[Start of Attachment]
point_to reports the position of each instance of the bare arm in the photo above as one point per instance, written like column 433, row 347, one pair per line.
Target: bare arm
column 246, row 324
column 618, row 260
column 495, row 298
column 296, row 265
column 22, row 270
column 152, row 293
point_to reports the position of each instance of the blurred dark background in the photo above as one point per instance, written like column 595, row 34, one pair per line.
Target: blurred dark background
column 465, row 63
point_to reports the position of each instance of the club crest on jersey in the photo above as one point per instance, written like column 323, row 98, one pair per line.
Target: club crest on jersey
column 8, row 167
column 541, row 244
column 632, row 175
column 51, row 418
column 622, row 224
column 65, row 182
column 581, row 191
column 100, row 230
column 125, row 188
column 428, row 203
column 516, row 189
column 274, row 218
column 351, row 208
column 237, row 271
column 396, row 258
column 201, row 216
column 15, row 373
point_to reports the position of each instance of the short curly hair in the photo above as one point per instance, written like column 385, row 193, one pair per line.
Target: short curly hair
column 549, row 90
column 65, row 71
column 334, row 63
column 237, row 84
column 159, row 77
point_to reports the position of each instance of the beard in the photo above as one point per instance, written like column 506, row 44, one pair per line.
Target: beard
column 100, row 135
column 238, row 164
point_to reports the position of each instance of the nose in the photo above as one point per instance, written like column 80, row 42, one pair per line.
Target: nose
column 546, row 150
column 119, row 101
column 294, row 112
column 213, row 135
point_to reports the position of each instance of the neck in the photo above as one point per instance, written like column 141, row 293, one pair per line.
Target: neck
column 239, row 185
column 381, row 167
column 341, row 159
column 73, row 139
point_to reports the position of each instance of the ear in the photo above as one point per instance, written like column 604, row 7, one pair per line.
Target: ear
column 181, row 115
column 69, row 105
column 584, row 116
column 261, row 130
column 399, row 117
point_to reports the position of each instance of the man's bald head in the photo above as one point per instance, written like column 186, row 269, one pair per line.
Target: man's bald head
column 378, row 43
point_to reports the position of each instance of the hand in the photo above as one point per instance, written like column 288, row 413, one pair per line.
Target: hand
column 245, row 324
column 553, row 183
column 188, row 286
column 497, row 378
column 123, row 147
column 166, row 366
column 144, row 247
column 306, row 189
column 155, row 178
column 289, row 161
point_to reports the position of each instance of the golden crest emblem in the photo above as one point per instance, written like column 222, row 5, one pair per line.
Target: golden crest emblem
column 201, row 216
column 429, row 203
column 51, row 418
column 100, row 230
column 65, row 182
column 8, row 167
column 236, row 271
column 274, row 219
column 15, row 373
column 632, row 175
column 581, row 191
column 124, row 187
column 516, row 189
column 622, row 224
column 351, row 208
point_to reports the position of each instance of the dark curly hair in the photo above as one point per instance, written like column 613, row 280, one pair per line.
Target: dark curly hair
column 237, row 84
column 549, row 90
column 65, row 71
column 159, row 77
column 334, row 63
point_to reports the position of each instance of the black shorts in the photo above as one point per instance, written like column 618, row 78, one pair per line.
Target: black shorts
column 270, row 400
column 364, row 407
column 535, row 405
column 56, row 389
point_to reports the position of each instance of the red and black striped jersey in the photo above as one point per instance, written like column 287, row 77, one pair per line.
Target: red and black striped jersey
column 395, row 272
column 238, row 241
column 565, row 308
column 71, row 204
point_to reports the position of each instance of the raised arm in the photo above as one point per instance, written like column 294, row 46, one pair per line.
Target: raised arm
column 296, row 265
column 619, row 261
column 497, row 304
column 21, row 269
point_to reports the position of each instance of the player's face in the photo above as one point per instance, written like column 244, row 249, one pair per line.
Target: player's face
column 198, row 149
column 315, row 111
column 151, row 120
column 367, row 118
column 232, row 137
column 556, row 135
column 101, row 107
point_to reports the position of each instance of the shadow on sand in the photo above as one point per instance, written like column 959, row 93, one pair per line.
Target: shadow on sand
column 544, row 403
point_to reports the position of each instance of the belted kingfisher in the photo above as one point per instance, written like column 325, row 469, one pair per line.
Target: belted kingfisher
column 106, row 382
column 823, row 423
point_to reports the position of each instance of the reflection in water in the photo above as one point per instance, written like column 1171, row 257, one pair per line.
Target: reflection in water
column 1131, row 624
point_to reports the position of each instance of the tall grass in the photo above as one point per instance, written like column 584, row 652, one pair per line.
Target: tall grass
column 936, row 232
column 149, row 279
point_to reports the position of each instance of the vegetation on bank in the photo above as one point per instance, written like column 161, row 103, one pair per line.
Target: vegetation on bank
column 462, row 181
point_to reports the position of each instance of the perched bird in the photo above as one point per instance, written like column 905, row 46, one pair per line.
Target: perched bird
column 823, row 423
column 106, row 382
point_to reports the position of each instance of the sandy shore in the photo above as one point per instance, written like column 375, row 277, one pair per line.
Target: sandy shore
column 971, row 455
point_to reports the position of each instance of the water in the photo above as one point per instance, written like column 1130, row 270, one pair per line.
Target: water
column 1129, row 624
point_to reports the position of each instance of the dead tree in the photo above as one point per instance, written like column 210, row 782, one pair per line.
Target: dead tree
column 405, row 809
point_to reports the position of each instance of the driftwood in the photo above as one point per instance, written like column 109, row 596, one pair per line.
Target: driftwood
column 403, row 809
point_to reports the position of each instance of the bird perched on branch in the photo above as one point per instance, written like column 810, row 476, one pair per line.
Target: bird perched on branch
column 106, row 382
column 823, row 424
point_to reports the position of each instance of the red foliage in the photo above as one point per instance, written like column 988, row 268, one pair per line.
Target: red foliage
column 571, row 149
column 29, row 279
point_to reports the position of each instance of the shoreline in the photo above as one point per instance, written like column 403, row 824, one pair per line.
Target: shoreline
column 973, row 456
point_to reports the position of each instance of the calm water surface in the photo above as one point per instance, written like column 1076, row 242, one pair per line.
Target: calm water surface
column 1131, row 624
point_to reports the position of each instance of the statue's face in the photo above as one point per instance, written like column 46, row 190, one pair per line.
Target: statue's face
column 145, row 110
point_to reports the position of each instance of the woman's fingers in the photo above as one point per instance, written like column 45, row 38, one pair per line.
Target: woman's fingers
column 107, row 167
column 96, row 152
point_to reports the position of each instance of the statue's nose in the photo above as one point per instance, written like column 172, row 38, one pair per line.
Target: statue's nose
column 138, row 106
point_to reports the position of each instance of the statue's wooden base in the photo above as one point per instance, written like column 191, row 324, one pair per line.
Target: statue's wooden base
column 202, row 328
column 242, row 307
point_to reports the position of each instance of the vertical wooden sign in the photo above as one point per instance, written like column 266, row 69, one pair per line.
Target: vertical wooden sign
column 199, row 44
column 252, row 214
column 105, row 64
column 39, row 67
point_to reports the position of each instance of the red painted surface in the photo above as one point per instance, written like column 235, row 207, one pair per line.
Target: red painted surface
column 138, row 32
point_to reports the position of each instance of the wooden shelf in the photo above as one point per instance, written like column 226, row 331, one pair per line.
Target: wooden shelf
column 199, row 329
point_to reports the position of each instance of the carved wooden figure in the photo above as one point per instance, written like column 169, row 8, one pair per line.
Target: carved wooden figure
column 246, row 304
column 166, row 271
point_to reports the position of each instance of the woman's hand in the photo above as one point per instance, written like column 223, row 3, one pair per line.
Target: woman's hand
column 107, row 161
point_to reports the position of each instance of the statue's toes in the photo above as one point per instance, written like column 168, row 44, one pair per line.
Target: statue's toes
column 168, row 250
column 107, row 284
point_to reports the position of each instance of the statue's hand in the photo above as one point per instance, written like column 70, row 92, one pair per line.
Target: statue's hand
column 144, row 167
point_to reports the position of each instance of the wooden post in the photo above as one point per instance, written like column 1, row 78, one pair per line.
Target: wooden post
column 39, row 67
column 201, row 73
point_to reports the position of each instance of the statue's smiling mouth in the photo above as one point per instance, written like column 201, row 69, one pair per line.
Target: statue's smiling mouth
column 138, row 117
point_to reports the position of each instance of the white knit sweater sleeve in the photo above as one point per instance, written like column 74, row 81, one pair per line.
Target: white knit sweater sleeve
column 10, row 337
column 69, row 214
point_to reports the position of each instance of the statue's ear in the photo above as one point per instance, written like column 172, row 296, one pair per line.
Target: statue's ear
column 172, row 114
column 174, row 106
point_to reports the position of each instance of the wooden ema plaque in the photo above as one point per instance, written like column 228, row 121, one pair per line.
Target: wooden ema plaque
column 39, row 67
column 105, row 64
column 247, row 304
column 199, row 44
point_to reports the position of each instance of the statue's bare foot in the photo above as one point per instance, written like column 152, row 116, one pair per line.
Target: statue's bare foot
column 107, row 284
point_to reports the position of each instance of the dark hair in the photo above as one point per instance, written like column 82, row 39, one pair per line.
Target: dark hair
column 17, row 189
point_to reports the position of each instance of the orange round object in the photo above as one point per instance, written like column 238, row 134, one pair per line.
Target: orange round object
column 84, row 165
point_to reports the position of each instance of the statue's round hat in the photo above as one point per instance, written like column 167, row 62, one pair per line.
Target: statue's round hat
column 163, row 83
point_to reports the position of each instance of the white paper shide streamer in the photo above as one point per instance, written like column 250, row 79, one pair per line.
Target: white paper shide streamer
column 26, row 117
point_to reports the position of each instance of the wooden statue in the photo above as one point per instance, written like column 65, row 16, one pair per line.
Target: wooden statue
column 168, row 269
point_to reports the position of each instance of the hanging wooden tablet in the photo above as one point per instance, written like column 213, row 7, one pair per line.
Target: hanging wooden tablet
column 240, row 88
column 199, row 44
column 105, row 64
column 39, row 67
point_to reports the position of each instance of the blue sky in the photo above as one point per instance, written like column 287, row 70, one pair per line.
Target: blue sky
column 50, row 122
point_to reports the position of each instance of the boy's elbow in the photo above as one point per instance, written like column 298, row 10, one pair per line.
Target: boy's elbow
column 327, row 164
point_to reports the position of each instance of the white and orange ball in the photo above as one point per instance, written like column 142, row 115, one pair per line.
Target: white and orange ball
[End of Attachment]
#### Task to carry out:
The expected output is every line of the records in which the string "ball" appears.

#### Exercise solution:
point_to reports the position of each instance of the white and orange ball in the photo above as one point per instance, written like column 142, row 115, one pair per line.
Target: white and orange ball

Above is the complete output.